- _Exercise instructions_
From the start of the material through the line holding "top-left (58, 219), bottom-right (188, 350)", inclusive, change "Coordinate convention" to "Coordinate format" and write those lines out again with everything else left as it is.
---- Entries supplied
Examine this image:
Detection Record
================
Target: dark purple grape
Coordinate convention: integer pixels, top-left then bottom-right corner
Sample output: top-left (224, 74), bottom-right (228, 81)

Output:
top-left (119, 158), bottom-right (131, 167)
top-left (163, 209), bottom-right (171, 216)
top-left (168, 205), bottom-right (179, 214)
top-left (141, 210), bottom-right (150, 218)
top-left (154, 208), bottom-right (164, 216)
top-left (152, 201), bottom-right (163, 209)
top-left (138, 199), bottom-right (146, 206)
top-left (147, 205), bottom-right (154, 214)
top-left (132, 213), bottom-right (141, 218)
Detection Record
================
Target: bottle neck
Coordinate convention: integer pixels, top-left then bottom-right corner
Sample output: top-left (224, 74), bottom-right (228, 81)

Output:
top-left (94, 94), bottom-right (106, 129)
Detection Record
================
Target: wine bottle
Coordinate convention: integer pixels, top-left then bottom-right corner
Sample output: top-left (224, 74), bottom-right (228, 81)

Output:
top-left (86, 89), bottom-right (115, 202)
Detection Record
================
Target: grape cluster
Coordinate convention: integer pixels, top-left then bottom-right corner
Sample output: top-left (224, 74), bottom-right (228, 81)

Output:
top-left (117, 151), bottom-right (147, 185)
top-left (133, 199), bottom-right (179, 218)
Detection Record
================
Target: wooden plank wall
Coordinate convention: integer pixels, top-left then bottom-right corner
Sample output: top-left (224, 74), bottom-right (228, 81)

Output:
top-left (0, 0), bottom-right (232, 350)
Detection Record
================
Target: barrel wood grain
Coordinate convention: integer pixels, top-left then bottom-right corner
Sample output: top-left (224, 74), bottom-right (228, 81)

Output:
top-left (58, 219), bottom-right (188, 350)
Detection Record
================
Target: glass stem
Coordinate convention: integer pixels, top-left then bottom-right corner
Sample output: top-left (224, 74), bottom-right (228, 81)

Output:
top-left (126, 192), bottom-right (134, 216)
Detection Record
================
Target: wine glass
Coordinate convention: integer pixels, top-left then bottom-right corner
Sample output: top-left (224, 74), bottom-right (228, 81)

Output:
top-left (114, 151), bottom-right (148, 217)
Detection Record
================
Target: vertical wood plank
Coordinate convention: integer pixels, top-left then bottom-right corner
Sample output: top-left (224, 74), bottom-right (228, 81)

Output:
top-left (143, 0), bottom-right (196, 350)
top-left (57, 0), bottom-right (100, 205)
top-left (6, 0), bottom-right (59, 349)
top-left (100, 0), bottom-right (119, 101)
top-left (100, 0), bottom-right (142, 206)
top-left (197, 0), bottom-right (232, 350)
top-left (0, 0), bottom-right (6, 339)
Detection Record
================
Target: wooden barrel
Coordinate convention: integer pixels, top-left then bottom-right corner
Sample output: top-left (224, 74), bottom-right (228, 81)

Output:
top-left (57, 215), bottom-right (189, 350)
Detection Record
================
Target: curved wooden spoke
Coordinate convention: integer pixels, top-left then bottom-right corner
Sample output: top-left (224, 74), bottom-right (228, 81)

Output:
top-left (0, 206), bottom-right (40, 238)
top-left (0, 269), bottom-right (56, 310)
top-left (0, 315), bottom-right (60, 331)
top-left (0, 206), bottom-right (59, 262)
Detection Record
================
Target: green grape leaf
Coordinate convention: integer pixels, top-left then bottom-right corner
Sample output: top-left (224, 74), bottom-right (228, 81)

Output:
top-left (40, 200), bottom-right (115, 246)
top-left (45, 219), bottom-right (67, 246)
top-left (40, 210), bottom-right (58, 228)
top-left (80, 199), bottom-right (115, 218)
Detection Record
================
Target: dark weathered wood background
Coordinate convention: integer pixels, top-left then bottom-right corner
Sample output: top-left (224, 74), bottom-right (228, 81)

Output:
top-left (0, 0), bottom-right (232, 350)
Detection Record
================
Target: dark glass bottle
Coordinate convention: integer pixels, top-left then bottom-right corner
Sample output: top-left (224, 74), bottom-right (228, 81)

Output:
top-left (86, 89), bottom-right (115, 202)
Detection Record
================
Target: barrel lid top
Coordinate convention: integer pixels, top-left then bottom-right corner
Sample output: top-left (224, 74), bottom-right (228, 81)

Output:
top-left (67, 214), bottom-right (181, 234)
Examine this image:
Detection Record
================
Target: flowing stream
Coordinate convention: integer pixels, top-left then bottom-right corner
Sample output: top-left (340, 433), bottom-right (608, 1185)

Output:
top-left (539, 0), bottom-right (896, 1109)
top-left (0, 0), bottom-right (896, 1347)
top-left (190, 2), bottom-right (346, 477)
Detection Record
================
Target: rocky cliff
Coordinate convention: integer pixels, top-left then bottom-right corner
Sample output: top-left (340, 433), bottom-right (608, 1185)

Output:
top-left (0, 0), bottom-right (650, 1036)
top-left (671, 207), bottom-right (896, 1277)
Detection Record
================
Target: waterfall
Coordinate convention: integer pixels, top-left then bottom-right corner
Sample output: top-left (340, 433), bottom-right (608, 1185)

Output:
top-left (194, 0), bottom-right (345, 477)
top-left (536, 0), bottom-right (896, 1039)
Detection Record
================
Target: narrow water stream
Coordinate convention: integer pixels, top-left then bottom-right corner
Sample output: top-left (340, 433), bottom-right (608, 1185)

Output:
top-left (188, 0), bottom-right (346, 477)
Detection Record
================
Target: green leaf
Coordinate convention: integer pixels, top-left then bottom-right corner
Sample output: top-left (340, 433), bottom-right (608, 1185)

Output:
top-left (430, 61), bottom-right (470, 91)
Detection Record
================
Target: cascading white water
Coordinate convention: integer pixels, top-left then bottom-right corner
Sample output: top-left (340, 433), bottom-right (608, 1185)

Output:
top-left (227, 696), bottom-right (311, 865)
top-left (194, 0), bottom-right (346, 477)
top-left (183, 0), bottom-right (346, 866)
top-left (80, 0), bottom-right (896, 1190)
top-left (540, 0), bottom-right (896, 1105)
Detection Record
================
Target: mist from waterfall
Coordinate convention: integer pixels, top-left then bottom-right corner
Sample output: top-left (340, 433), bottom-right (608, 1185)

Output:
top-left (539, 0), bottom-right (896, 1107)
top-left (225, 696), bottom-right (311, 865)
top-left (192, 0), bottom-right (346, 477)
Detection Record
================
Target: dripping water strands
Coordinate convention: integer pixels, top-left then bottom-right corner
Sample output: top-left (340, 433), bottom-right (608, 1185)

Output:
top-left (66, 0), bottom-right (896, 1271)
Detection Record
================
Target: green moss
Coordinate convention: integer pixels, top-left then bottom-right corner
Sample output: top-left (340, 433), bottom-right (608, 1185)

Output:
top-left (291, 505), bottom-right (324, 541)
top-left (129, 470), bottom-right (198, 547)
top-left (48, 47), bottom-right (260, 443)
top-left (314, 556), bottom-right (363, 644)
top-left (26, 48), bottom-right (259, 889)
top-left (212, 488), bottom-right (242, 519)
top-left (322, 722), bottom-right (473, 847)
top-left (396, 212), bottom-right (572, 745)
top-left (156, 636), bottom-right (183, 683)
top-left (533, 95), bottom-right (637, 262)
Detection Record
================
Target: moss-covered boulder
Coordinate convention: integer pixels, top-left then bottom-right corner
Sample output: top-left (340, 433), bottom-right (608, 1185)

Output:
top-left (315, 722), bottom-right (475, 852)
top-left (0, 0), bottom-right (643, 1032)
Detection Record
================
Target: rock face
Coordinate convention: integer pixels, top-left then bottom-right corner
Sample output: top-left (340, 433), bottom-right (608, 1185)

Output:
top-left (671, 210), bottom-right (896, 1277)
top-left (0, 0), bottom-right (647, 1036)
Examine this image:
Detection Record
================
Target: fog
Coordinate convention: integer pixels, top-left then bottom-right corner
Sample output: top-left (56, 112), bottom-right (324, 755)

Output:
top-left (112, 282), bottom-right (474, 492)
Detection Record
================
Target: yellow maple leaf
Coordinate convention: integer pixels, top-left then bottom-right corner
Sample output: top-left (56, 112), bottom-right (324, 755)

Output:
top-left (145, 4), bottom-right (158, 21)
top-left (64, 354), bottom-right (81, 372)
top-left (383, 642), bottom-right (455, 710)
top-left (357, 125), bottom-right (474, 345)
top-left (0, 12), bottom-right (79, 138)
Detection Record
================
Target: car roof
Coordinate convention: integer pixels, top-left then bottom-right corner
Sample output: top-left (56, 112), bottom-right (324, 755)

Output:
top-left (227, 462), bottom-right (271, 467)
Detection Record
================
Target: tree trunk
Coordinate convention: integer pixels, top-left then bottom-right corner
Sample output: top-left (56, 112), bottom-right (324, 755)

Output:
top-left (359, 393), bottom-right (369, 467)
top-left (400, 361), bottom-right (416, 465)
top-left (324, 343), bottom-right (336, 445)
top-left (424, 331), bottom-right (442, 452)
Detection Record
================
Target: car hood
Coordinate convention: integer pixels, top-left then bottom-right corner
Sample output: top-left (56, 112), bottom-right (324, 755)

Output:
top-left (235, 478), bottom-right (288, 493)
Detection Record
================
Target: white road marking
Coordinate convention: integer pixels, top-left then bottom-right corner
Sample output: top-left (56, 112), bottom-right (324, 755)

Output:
--------
- _Right answer_
Examine this image:
Detection Record
================
Target: dark purple grape
Coordinate format: integer pixels, top-left then bottom-right corner
Sample output: top-left (224, 74), bottom-right (228, 81)

Output:
top-left (119, 158), bottom-right (131, 167)
top-left (163, 209), bottom-right (171, 216)
top-left (168, 205), bottom-right (179, 214)
top-left (141, 210), bottom-right (150, 218)
top-left (154, 208), bottom-right (164, 216)
top-left (152, 201), bottom-right (163, 209)
top-left (138, 199), bottom-right (146, 206)
top-left (147, 205), bottom-right (154, 214)
top-left (132, 213), bottom-right (141, 218)
Detection Record
================
Target: bottle neck
Coordinate format: integer pixels, top-left then bottom-right corner
Sample output: top-left (224, 74), bottom-right (228, 81)

Output:
top-left (94, 94), bottom-right (106, 129)
Detection Record
================
Target: wine bottle
Coordinate format: integer pixels, top-left then bottom-right corner
Sample output: top-left (224, 74), bottom-right (228, 81)

Output:
top-left (86, 89), bottom-right (115, 202)
Detection Record
================
Target: grape cluster
Coordinate format: integer pixels, top-left then bottom-right corner
Sample output: top-left (224, 74), bottom-right (228, 81)

Output:
top-left (117, 151), bottom-right (147, 185)
top-left (133, 199), bottom-right (179, 218)
Detection Record
================
Target: wooden plank wall
Coordinate format: integer pixels, top-left then bottom-right corner
Sample output: top-left (224, 74), bottom-right (228, 81)

Output:
top-left (0, 0), bottom-right (232, 350)
Detection Record
================
Target: barrel wood grain
Coordinate format: integer pixels, top-left then bottom-right corner
Sample output: top-left (224, 74), bottom-right (228, 81)

Output:
top-left (58, 219), bottom-right (188, 350)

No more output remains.